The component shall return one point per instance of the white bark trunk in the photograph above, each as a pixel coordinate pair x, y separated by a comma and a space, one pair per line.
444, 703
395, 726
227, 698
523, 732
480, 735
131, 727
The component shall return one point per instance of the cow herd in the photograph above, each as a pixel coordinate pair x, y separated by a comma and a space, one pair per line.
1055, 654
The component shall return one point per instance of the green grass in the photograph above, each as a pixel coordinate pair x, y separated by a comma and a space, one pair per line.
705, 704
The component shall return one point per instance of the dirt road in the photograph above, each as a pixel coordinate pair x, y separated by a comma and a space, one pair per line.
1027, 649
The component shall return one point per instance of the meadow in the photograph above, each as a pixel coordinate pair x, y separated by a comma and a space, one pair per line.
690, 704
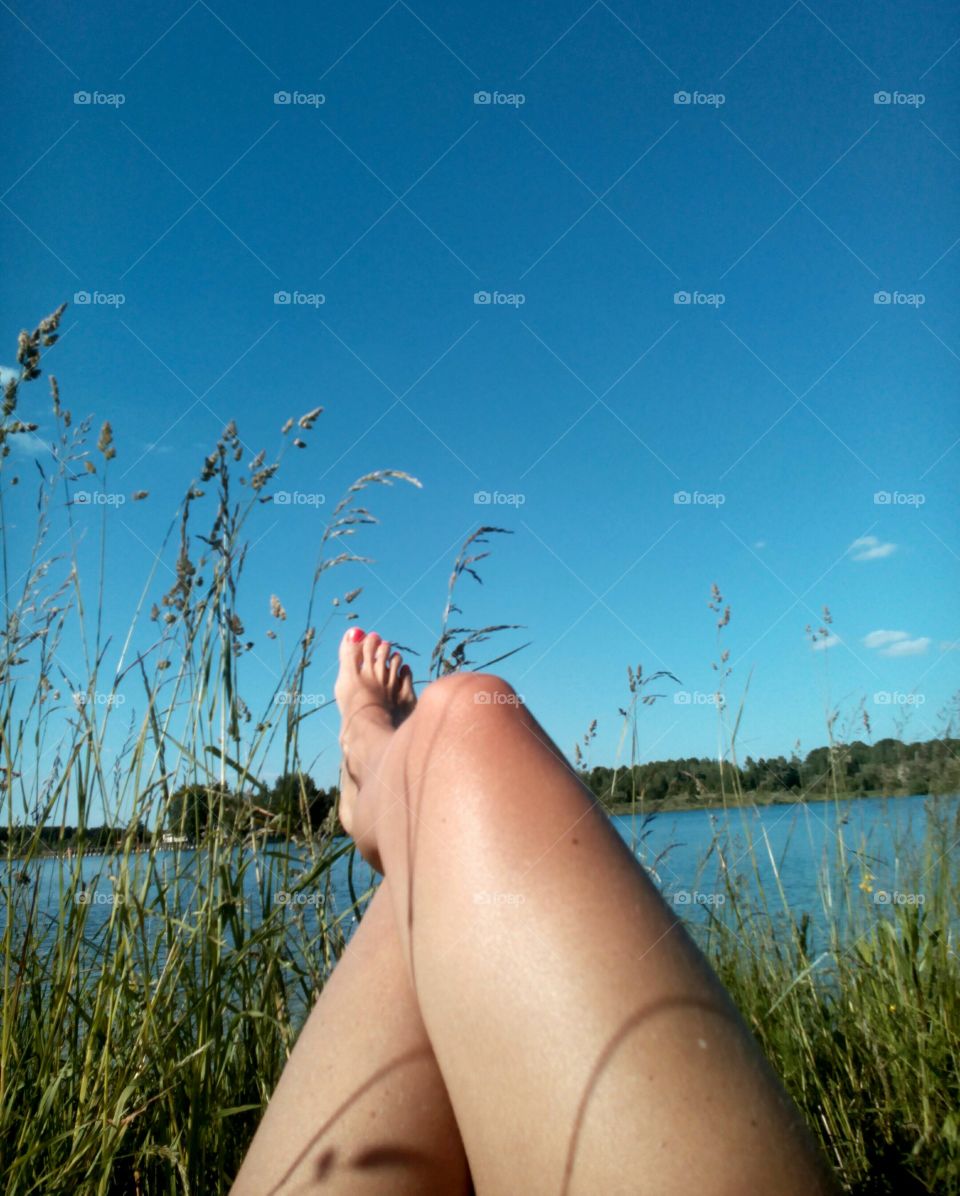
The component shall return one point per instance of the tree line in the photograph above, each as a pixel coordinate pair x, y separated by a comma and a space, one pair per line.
855, 769
295, 806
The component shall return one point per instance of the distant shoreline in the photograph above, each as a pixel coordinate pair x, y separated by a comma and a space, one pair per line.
684, 803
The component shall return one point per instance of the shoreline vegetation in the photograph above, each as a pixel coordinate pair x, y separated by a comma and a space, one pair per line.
139, 1049
294, 809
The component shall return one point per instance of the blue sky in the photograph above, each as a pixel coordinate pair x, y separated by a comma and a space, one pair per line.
588, 166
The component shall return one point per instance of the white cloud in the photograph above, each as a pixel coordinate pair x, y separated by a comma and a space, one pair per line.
869, 548
907, 647
29, 444
897, 644
881, 639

__________________________________________________

- _Task_
Return, without any change, every line from the one containing "of the shoreline" through the final line of the rows above.

- _Reply_
The component shall return one point per instance of the shoreline vegetation in the photograph above, each as a pixel coordinate pair x, y separated by a comma and a space, one pair per line.
139, 1049
294, 809
The component shall return one point per instance of the blue sky in the photograph above, each as a pixel coordinate pair x, y separated by a comma and a space, one pair per line.
588, 166
The component shall return one point per instance of the white cloud in the photograph above, each as a pixel coordinate pair x, y separated by a comma and a space, one pair per line.
869, 548
907, 647
29, 444
897, 644
881, 639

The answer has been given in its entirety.